Supplied records:
↓↓↓
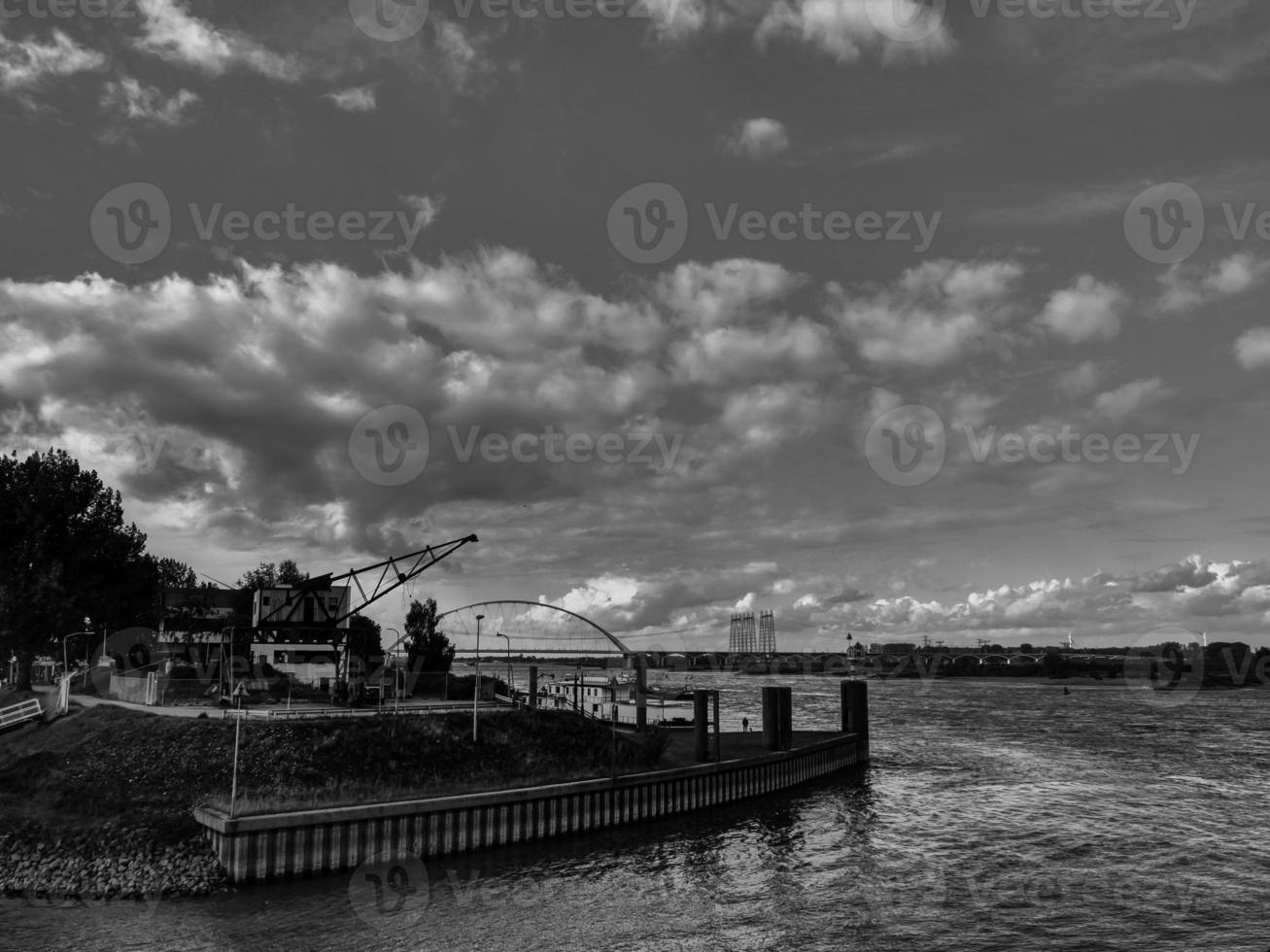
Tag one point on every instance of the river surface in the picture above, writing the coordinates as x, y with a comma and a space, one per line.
995, 815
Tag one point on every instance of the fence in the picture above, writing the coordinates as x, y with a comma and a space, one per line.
304, 843
136, 690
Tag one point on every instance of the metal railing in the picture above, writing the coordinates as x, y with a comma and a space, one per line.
19, 714
302, 712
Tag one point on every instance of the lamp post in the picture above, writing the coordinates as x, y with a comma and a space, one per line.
500, 634
65, 638
396, 674
476, 688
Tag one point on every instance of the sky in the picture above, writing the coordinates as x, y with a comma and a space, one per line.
944, 320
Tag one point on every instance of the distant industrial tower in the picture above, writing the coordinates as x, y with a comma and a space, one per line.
740, 638
766, 633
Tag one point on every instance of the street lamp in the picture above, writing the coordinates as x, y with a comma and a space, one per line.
66, 671
500, 634
476, 690
396, 674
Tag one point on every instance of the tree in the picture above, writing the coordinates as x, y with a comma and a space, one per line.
425, 642
174, 574
290, 574
267, 575
363, 653
65, 555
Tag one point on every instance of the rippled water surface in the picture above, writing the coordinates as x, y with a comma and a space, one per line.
996, 815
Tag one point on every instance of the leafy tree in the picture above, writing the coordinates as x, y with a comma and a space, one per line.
268, 575
290, 574
65, 555
174, 574
363, 641
425, 644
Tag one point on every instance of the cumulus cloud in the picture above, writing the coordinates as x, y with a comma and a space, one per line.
1099, 607
1253, 349
1132, 398
27, 63
757, 139
1080, 381
1186, 287
935, 315
355, 99
1087, 311
148, 104
173, 34
846, 29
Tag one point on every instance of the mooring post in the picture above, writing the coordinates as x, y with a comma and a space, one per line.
640, 692
772, 719
702, 724
714, 697
855, 715
785, 721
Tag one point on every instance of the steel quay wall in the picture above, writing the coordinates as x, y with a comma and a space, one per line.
313, 841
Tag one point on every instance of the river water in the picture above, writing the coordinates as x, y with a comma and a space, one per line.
995, 815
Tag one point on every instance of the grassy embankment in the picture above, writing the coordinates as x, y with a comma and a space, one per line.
99, 801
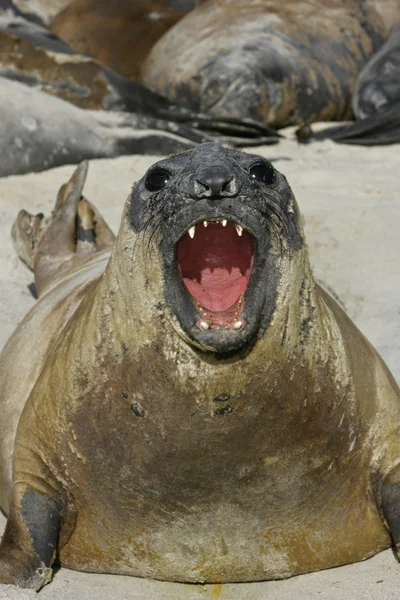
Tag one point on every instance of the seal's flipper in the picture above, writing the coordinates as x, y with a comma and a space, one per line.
379, 129
391, 511
25, 234
29, 544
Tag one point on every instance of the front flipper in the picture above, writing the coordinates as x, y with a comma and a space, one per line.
390, 505
30, 541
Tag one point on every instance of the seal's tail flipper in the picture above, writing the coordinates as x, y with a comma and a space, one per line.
376, 130
74, 228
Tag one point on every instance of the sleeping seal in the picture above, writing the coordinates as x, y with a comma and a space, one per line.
31, 54
119, 34
280, 64
376, 101
39, 131
195, 378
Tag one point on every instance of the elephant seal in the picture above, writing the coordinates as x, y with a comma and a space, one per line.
376, 101
39, 11
280, 64
39, 131
118, 34
31, 54
197, 377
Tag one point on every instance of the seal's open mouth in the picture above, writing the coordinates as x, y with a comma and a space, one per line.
215, 260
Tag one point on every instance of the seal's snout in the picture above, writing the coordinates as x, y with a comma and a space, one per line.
214, 182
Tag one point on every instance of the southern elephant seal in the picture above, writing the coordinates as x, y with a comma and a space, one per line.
376, 100
280, 64
31, 54
39, 131
199, 378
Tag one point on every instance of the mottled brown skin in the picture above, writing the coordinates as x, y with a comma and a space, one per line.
76, 79
142, 449
279, 63
118, 34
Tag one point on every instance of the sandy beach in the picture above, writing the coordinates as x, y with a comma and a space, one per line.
350, 201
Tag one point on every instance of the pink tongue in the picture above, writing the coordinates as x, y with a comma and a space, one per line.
216, 265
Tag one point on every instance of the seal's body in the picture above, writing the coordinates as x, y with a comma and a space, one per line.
280, 64
201, 410
118, 34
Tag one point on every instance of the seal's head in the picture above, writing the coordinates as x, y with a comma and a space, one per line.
227, 223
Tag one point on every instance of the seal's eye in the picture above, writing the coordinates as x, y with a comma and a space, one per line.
262, 171
157, 179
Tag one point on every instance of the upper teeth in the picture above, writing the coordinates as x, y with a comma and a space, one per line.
224, 222
239, 229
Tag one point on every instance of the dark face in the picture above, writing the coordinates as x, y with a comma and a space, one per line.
226, 220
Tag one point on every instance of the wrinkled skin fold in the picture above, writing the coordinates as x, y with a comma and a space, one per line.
134, 436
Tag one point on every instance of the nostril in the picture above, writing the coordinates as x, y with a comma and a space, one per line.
214, 182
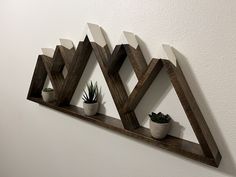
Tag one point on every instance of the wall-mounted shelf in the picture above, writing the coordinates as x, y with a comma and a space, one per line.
75, 61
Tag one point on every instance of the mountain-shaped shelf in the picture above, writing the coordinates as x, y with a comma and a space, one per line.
75, 61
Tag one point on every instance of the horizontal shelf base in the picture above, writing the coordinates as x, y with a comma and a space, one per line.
180, 146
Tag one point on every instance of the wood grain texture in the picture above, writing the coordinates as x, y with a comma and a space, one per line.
142, 86
192, 111
182, 147
56, 78
115, 86
110, 64
75, 72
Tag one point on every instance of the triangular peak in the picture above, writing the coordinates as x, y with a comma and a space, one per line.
95, 34
49, 52
129, 38
67, 43
170, 54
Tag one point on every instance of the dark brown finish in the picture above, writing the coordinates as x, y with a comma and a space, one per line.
192, 110
115, 86
75, 61
183, 147
56, 78
143, 84
75, 72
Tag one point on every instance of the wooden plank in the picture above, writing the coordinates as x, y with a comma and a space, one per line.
137, 60
117, 59
192, 111
38, 79
143, 84
115, 86
55, 78
182, 147
75, 72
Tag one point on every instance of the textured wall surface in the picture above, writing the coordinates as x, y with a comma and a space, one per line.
38, 142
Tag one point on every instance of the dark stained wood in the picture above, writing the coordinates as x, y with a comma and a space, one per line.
117, 59
143, 84
192, 111
75, 61
56, 78
183, 147
38, 79
115, 86
75, 72
136, 59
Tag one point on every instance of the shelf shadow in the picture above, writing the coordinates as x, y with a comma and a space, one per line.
227, 164
82, 84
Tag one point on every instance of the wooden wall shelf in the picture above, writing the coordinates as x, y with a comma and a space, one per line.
75, 61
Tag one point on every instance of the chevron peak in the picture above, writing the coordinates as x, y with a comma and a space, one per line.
170, 54
67, 43
129, 38
95, 34
48, 52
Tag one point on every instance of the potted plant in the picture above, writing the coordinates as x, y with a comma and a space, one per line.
159, 125
90, 99
48, 94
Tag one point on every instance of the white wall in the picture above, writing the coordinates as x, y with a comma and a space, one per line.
39, 142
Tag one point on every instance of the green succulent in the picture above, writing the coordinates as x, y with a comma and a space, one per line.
91, 96
47, 89
160, 118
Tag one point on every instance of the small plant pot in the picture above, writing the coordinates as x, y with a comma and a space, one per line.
90, 109
159, 130
48, 96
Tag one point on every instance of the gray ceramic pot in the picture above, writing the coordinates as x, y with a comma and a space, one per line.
48, 96
159, 131
90, 109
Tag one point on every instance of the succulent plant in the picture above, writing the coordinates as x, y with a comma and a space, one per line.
91, 96
47, 90
160, 118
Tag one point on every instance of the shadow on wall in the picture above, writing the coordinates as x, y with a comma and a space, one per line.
84, 80
227, 164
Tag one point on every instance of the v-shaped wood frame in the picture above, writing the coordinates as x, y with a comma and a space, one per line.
75, 61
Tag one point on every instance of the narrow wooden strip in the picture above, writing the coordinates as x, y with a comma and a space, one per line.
55, 78
115, 86
182, 147
38, 79
143, 84
75, 72
137, 60
192, 111
117, 59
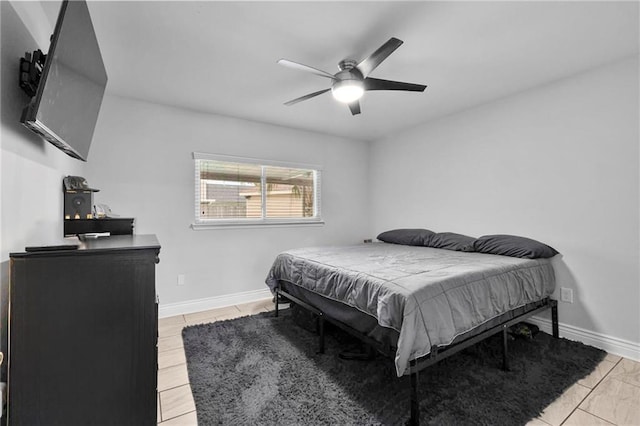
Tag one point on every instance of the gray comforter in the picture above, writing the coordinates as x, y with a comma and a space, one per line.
428, 295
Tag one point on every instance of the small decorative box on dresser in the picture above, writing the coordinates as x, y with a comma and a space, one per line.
83, 333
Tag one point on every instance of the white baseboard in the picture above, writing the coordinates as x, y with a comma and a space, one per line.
613, 345
190, 306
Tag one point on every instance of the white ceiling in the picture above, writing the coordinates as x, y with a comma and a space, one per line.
220, 57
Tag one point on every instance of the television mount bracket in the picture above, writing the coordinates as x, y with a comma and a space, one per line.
31, 67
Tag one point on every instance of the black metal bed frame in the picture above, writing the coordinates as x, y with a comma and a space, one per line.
437, 353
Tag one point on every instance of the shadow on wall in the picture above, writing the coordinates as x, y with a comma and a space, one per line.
4, 315
16, 40
566, 278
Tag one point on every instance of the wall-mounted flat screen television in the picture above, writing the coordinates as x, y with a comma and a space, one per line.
65, 108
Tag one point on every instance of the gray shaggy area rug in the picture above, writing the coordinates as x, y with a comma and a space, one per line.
263, 370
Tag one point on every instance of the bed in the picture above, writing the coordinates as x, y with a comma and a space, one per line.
416, 302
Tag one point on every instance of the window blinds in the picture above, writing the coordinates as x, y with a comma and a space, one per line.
239, 190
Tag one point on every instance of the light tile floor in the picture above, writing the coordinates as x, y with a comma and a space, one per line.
610, 395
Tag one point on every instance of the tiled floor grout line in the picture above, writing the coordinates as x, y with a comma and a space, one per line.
577, 407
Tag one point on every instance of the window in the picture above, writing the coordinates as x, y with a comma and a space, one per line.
245, 191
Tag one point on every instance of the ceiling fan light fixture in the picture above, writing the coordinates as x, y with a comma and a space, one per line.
347, 91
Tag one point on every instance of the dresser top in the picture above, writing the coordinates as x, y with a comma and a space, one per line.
76, 246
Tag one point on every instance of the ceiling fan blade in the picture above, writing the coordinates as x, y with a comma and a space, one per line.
377, 84
305, 97
372, 61
307, 68
354, 107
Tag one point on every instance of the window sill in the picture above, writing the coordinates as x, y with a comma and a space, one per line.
257, 224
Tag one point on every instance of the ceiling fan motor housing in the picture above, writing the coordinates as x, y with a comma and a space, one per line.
348, 85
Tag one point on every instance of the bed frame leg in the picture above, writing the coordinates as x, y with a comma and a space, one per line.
320, 324
554, 318
505, 341
415, 406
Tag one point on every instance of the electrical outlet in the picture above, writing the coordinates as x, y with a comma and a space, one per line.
566, 295
181, 280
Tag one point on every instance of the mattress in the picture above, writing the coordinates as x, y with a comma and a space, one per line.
428, 296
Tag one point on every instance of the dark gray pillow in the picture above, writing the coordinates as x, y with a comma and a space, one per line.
452, 241
514, 246
408, 237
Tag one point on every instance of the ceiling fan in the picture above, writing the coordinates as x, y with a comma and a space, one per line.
350, 83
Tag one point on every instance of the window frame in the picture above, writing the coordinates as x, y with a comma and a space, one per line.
200, 223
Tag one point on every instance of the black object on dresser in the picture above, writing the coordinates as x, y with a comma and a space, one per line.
83, 334
115, 226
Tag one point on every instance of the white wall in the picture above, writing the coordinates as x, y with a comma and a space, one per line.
31, 170
558, 164
141, 160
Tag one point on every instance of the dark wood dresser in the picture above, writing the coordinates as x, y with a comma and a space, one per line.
83, 334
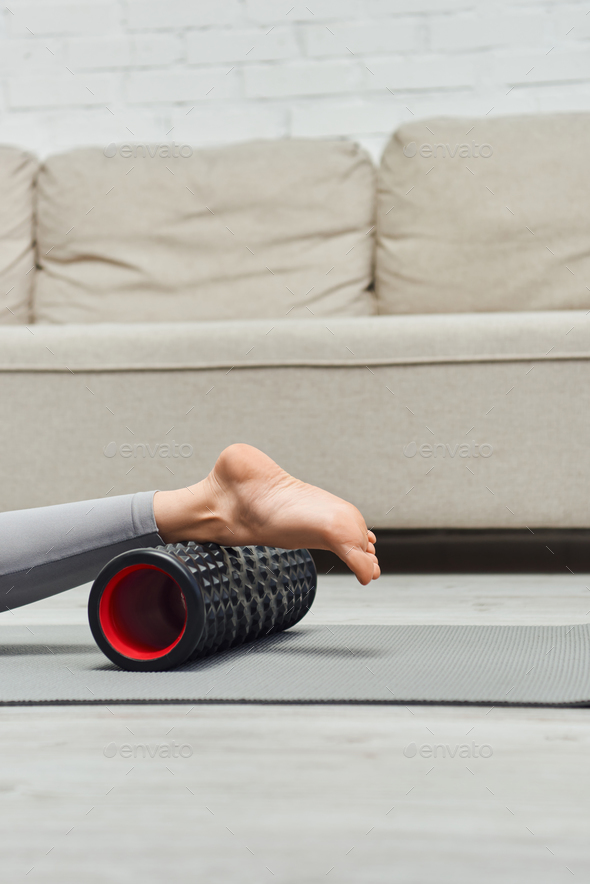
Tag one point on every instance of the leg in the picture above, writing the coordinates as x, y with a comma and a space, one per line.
248, 499
47, 550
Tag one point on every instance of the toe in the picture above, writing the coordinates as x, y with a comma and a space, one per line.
361, 564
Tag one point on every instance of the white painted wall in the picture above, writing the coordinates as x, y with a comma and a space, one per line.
210, 72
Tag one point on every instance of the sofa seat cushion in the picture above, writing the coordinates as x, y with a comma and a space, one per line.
422, 422
485, 214
263, 229
339, 342
18, 170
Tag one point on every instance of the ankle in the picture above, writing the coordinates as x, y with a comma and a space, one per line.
189, 513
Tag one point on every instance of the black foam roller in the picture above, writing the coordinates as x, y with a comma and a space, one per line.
153, 609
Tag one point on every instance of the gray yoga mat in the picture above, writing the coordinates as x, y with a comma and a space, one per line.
544, 665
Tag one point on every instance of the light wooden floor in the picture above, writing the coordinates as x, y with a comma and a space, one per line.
306, 794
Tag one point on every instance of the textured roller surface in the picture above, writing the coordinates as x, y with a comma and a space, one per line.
248, 591
508, 665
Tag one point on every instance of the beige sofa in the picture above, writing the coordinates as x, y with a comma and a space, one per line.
415, 339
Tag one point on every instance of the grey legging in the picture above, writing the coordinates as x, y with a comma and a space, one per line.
52, 548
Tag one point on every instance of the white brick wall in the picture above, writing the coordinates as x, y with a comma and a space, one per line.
208, 72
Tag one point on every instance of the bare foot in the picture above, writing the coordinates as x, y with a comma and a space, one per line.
248, 499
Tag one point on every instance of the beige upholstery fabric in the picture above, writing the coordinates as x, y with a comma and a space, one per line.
506, 229
17, 177
264, 229
465, 421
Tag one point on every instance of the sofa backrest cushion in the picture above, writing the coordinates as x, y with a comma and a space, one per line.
258, 230
18, 171
485, 215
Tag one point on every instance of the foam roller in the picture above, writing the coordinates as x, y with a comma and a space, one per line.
153, 609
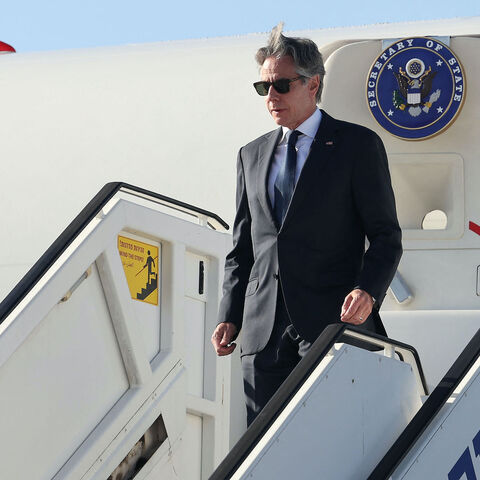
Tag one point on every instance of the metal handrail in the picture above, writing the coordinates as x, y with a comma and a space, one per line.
432, 406
90, 211
335, 333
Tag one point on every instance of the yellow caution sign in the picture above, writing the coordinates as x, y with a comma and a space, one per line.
140, 264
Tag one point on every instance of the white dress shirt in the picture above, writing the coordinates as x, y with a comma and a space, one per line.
308, 129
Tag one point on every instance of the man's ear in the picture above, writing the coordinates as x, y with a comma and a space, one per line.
314, 84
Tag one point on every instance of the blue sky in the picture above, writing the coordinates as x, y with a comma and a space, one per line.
58, 24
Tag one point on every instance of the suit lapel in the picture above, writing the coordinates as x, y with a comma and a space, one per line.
265, 157
321, 153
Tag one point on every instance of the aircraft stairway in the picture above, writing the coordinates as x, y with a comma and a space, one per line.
98, 383
346, 413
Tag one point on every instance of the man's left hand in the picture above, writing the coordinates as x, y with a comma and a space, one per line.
356, 307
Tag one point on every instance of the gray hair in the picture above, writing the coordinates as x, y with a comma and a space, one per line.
306, 56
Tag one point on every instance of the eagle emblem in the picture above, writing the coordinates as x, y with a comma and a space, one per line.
415, 87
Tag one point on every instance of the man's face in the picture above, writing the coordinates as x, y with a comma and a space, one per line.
292, 108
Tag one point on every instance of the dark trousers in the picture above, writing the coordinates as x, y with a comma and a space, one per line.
265, 371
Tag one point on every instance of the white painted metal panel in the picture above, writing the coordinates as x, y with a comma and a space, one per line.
59, 384
194, 344
341, 421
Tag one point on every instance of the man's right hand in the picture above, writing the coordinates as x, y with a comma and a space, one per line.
222, 338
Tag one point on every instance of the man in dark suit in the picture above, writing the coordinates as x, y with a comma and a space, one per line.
308, 195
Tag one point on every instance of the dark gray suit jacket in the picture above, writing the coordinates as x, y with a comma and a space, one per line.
343, 195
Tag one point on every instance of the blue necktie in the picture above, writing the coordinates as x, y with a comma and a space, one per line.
285, 181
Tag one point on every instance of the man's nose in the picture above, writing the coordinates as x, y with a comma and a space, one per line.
272, 93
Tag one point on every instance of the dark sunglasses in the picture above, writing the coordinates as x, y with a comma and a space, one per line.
282, 85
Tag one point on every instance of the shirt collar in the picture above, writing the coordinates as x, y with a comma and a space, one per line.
309, 127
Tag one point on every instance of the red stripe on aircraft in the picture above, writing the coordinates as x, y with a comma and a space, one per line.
474, 228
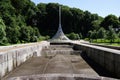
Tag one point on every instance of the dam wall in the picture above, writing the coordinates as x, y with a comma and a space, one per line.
13, 56
105, 57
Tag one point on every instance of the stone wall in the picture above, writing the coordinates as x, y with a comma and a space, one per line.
105, 57
11, 57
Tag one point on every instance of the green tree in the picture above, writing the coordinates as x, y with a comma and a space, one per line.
101, 33
110, 20
73, 36
13, 34
111, 34
92, 35
2, 30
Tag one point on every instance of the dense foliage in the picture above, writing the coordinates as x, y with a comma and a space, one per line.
23, 21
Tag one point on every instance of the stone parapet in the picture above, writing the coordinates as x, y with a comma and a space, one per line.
105, 57
13, 56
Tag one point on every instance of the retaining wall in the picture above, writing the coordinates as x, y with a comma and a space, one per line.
12, 57
105, 57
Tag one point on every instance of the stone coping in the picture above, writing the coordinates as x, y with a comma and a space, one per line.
65, 76
100, 48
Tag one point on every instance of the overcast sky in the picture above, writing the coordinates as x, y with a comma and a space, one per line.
101, 7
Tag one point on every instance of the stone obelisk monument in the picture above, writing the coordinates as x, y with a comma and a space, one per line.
59, 36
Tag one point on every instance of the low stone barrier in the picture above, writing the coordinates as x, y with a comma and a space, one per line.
↑↑↑
Aim of the task:
Put the lines from the one containing "Tag one point on every instance of the stone coping" through the end of the records into a JSON list of strings, one string per line and no blank lines.

Written answer:
[
  "Tag one point on every instance of the stone coping in the picture above, writing the coordinates as x, y with a comma and a space, one per line.",
  "65, 76",
  "100, 48",
  "Tag one point on every instance of the overcast sky in the picture above, writing the coordinates as x, y with a comma and a space, one per line.",
  "101, 7",
  "Tag one point on every instance of the stone obelisk monument in the picture above, writing the coordinates as x, y with a comma and a space, one per line.",
  "59, 36",
  "Tag one point on every instance of the low stone barrier in the picture above, writing the coordinates as x, y with a comma and a space, one per line."
]